◆ Extract:
— BEGIN —

When columnstore indexes were introduced, Microsoft also debuted batch mode processing. This is a method of executing a query where rows are processed in groups, rather than row-by-row in a single thread. Prior to SQL Server 2016, this required the server’s maximum degree of parallelism to be set to a value other than 1 and for the query to use parallel processing and therefore take advantage of batch mode. Starting in SQL Server 2016, SQL Server added the ability for batch mode to operate as a serial process, processing batches of rows utilizing a single CPU rather than many. Parallelism can still be applied to a query, but it is no longer a requirement for batch mode to be used.

The resulting performance will be greatly improved as SQL Server can read batches of data into memory without the need to pass control back and forth between operators in the execution plan. Whether batch mode is used or not can be verified by checking the properties for any execution plan operator:

For any analytics query across a large volume of data, expect batch mode to be used. The query optimizer will typically choose batch or row mode correctly given the:

  • Table schema
  • Query structure
  • Server settings

If a query against a columnstore index is preforming poorly and row mode is being used, then investigation is warranted to determine the cause. Perhaps not enough CPUs were available or the maximum degree of parallelism was set to 1 (prior to SQL Server 2016). Otherwise, check the database’s compatibility level to ensure it is set high enough to take advantage of the batch mode features available in the server’s SQL Server version.

— END —

◆ Set tasks:
1. Write out the stretch of the batch mode text from "If a query against" through "SQL Server version.".
2. According to the batch mode text, what three things does the query optimizer typically go by when choosing between batch and row mode?
Work only from the batch mode text.

◆ Given information:
— BEGIN —

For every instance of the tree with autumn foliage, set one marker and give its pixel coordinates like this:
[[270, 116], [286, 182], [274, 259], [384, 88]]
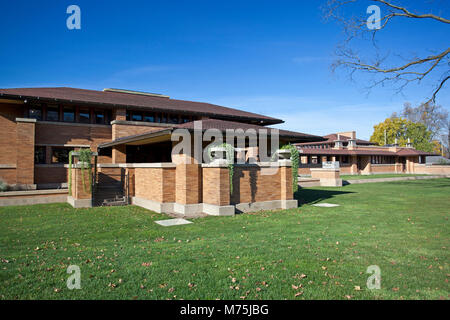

— END —

◆ Answers to each task:
1.
If a query against a columnstore index is preforming poorly and row mode is being used, then investigation is warranted to determine the cause. Perhaps not enough CPUs were available or the maximum degree of parallelism was set to 1 (prior to SQL Server 2016). Otherwise, check the database’s compatibility level to ensure it is set high enough to take advantage of the batch mode features available in the server’s SQL Server version.

2. Table schema, query structure, and server settings.